**Text extract**
'''

Commercial segment operating income increased 6.2 percent to $23.8 million, or 8.3 percent of sales, in the third quarter of fiscal 2016 compared to $22.4 million, or 7.6 percent of sales, in the third quarter of fiscal 2015. The increase in operating income was primarily a result of improved product mix.

 

Corporate — Corporate operating costs increased $13.2 million in the third quarter of fiscal 2016 to $37.9 million due primarily to higher incentive compensation expense. Results for the third quarter of fiscal 2015 reflected a credit for incentive compensation to reverse amounts accrued earlier in fiscal 2015 as a result of a reduction in fiscal 2015 projected results.

 

Interest Expense Net of Interest Income — Interest expense net of interest income increased $2.7 million to $15.3 million in the third quarter of fiscal 2016 as a result of borrowings to support increased working capital levels.

 

Provision for Income Taxes — The Company recorded income tax expense of $48.4 million in the third quarter of fiscal 2016, or 36.6 percent of pre-tax income, compared to $34.8 million, or 28.1 percent of pre-tax income, in the third quarter of fiscal 2015. The Company recorded a year-to-date adjustment in the third quarter of fiscal 2016 to increase tax expense as a result of a higher estimated mix of domestic income versus lower-tax rate foreign income. The Company recorded a $7.5 million, $0.09 per share, benefit from the reduction of income tax reserves in the third quarter of fiscal 2015 related to settlement of tax audits and expiration of statutes of limitations.

'''

**Exercise objective**
Decide whether each statement agrees with the quarterly results text, answering yes or no and quoting the words of the text that decide it. (a) Commercial segment operating income rose mainly because of improved product mix. (b) Corporate operating costs fell in the third quarter of fiscal 2016. (c) Income tax expense in the third quarter of fiscal 2016 equaled 28.1 percent of pre-tax income.

**Material provided**
'''

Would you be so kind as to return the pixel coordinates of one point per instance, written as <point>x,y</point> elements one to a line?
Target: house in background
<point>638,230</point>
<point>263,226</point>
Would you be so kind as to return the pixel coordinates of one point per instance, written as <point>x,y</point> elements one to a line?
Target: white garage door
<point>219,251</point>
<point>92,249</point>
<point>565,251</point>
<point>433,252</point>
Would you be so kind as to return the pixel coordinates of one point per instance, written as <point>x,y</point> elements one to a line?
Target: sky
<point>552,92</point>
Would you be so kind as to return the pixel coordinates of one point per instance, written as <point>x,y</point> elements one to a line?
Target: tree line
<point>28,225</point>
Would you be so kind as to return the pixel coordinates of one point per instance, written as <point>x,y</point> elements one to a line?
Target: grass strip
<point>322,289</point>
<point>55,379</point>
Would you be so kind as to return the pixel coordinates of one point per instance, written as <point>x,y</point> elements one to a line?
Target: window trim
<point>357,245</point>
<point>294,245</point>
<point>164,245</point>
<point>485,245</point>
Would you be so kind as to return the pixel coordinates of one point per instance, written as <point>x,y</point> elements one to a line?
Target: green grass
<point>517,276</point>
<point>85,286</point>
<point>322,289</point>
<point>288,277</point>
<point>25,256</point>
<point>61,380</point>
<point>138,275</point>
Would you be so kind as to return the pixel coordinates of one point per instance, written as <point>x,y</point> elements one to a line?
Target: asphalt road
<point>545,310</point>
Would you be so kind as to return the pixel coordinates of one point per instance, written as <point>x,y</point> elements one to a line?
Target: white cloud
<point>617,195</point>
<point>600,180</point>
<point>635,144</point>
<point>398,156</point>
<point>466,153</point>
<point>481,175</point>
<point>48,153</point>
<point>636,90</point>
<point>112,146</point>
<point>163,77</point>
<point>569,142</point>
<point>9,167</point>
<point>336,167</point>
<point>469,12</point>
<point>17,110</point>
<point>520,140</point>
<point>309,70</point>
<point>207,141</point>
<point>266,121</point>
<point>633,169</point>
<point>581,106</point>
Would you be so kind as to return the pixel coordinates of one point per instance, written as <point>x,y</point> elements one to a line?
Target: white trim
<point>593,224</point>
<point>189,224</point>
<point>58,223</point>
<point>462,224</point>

'''

**Response below**
(a) Yes: "The increase in operating income was primarily a result of improved product mix."
(b) No: "Corporate operating costs increased $13.2 million in the third quarter of fiscal 2016 to $37.9 million"
(c) No: "The Company recorded income tax expense of $48.4 million in the third quarter of fiscal 2016, or 36.6 percent of pre-tax income"